» Obiettivo dichiarato 1:
Formatta come elenco numerato le righe dei dati, a partire da quella che contiene "Please point out the headlight" e fino all'ultima riga dei dati, entrambe incluse. Tralascia le righe vuote.

» Brano estratto:

⁂

# saremmo contenti di avervi con noi



## dulcineadeltoboso

"Saremmo contenti di avervi con noi" come si traduce in spagnolo?

Grazie


----------



## infinite sadness

dulcineadeltoboso said:


> "Saremmo contenti di avervi con noi" come si traduce in spagnolo?
> 
> Grazie


Maccheronico: fuéramos felices si ustedes estarán aquí con nosotros.


----------



## Neuromante

Dulcinea, devi dare prima la tua traduzzione, sia o no sbagliata.

Quella da Infinite posso dirti che è dal tutto sbagliata.


----------



## infinite sadness

Neuromante said:


> Dulcinea, devi dare prima la tua tradu*z*ione, sia o no sbagliata.
> 
> Quella da Infinite posso dirti che è d*e*l tutto sbagliata.


Lo supponevo.


----------



## gatogab

*Saremmo contenti di avervi con noi =* estaríamos contentos de tenerlos a ustedes aquí.

Ojalá no me haya tropezado en _un 'italcaste'. _


----------



## ursu-lab

Nos alegraría mucho...


----------



## luciasch

"Estaríamos contentos de tenerlos con nosotros", o "estaríamos felices de tenerlos con nosotros".


----------



## Cris75

Io direi: 

Nos alegraría mucho que estuviesen con nosotros.

ma anche:

Nos alegraría mucho que Ustedes se unieran a nosotros.

Attenzione: se si parla con Ustedes - il "LOS" diventa "LES".

(estaríamos contentos de tenerlos a ustedes aquí = estaríamos contentos de tenerles a ustedes aquí)

ciao


----------



## gatogab

Cris75 said:


> Attenzione: se si parla con Ustedes - il "LOS" diventa "LES".
> 
> (estaríamos contentos de tenerlos a ustedes aquí = estaríamos contentos de tenerles a ustedes aquí)
> 
> ciao


 
Cris, tenerles qué cosa?
¿A ellos?
¿Cómo les tendrías, por la piernas, los brazos, colgados?
Yo a mis amigos los tengo en casa invitados, haciendome compañía.


----------



## Neuromante

Cris te equivocas: Es "tenerlos".

⁂

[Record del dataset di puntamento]
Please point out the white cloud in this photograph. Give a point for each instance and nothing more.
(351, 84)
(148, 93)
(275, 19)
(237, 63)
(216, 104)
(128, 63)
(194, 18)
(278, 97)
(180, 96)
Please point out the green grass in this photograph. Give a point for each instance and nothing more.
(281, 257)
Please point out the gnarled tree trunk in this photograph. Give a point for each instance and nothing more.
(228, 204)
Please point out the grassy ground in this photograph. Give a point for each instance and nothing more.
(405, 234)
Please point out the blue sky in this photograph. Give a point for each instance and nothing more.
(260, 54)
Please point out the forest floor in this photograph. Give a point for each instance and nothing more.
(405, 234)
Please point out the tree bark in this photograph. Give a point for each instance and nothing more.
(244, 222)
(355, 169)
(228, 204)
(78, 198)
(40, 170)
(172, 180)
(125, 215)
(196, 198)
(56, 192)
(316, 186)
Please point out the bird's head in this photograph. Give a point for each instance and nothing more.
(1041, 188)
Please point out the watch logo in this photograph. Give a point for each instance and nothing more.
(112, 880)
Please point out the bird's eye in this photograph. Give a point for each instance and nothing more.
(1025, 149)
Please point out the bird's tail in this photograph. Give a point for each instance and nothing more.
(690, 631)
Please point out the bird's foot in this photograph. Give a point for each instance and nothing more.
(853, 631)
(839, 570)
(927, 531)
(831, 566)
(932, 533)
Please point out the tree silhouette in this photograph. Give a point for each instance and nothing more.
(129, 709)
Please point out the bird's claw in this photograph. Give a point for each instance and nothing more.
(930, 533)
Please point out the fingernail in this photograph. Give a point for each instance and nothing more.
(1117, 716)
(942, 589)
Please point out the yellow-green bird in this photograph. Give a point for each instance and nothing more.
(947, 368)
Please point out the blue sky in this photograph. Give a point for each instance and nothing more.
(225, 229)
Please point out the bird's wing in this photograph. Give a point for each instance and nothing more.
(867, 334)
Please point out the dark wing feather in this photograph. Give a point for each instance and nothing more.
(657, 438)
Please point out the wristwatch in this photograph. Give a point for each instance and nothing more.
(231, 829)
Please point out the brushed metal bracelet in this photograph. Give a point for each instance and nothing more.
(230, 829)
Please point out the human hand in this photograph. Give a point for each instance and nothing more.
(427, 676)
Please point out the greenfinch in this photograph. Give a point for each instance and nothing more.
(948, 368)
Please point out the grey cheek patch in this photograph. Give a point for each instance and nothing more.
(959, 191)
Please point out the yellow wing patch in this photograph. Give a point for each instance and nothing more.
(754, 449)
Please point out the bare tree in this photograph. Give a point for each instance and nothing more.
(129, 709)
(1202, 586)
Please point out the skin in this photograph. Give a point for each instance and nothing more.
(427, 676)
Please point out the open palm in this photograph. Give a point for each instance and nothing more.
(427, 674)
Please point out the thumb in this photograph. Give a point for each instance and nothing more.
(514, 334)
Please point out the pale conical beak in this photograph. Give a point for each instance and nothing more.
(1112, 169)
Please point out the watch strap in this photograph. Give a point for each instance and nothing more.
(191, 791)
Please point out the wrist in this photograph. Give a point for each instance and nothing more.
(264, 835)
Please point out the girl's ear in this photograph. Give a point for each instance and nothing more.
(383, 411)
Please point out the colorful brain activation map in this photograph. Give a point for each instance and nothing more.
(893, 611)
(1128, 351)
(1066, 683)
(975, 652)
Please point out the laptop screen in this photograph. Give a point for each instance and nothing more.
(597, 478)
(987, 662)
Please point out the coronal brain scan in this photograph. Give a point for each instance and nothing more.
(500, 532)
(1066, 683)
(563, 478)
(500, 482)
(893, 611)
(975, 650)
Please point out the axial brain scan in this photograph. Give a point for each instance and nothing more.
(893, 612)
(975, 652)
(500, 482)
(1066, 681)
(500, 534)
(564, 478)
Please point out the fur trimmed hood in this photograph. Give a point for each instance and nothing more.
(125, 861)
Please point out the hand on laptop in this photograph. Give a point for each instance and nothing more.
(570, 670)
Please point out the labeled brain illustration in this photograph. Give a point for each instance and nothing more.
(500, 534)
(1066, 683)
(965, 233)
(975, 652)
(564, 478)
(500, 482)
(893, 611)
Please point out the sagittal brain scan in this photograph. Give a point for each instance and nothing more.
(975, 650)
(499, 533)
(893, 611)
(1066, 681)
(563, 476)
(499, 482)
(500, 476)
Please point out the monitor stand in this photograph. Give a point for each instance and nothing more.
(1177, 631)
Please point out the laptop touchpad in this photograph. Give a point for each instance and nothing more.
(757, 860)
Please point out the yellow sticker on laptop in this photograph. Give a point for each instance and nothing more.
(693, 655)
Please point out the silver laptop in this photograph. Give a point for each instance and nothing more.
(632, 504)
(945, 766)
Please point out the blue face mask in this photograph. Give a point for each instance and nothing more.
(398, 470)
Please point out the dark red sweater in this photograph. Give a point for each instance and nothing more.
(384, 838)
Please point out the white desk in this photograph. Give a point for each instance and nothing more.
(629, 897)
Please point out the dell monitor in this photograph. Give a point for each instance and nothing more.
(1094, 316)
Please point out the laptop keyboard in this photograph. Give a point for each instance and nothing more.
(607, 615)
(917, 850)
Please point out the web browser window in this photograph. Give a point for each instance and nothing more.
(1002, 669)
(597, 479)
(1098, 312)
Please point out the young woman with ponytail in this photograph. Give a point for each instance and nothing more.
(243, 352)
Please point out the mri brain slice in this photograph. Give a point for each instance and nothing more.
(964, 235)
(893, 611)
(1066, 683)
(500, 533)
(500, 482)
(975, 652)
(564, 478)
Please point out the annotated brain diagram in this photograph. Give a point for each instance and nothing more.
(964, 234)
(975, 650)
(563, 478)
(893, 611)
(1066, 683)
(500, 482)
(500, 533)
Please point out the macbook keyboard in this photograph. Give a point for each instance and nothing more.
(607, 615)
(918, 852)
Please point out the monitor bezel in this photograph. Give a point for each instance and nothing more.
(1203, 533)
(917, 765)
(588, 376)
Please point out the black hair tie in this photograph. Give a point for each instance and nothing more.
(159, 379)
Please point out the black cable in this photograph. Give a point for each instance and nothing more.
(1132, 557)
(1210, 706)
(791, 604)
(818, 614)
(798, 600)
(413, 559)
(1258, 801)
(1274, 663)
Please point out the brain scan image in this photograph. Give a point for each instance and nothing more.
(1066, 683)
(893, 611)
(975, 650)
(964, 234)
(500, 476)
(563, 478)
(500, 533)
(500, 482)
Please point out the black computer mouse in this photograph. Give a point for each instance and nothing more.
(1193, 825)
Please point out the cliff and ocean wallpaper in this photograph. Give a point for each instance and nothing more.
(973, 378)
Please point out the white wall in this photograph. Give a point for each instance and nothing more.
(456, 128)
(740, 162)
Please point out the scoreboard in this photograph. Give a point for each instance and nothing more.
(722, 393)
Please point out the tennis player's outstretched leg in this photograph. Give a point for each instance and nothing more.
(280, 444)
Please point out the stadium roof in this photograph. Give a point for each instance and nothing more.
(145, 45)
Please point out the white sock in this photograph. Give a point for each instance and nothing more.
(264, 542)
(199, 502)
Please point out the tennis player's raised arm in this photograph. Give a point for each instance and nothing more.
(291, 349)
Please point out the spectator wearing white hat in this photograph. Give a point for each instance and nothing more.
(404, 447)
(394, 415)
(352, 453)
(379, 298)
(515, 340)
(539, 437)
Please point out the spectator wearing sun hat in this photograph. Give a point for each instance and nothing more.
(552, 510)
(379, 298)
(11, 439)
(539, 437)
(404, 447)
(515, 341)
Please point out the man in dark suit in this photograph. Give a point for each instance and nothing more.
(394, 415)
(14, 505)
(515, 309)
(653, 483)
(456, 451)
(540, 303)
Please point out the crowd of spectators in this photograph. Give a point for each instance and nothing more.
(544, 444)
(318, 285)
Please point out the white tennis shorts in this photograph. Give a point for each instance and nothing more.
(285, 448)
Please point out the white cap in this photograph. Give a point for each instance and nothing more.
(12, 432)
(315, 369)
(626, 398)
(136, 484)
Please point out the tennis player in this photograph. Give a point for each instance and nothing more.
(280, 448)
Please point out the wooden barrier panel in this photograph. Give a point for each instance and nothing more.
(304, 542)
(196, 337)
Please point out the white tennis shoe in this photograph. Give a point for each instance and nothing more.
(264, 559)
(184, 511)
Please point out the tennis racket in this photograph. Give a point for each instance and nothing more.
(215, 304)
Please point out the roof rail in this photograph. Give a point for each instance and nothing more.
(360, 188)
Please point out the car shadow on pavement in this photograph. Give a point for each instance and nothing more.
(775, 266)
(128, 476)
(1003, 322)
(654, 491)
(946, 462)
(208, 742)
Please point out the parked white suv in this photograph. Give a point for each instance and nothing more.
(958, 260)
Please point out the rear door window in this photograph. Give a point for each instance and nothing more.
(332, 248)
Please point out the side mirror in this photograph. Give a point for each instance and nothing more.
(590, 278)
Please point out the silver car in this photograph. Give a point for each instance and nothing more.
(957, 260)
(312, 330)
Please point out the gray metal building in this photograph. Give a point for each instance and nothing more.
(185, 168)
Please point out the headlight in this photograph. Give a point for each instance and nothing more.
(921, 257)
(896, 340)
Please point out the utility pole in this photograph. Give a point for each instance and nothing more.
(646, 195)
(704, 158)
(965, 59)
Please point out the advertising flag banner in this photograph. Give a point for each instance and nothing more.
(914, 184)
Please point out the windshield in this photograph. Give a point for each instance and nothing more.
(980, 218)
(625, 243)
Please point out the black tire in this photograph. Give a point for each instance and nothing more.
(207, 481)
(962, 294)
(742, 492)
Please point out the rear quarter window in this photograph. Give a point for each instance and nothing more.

⁂

» Obiettivo dichiarato 2:
Elenca i nomi utente di tutti coloro che intervengono nella discussione, ciascuno una sola volta.

» Risposta 1:
1. Please point out the headlight in this photograph. Give a point for each instance and nothing more.
2. (921, 257)
3. (896, 340)
4. Please point out the utility pole in this photograph. Give a point for each instance and nothing more.
5. (646, 195)
6. (704, 158)
7. (965, 59)
8. Please point out the advertising flag banner in this photograph. Give a point for each instance and nothing more.
9. (914, 184)
10. Please point out the windshield in this photograph. Give a point for each instance and nothing more.
11. (980, 218)
12. (625, 243)
13. Please point out the black tire in this photograph. Give a point for each instance and nothing more.
14. (207, 481)
15. (962, 294)
16. (742, 492)
17. Please point out the rear quarter window in this photograph. Give a point for each instance and nothing more.

» Risposta 2:
- dulcineadeltoboso
- infinite sadness
- Neuromante
- gatogab
- ursu-lab
- luciasch
- Cris75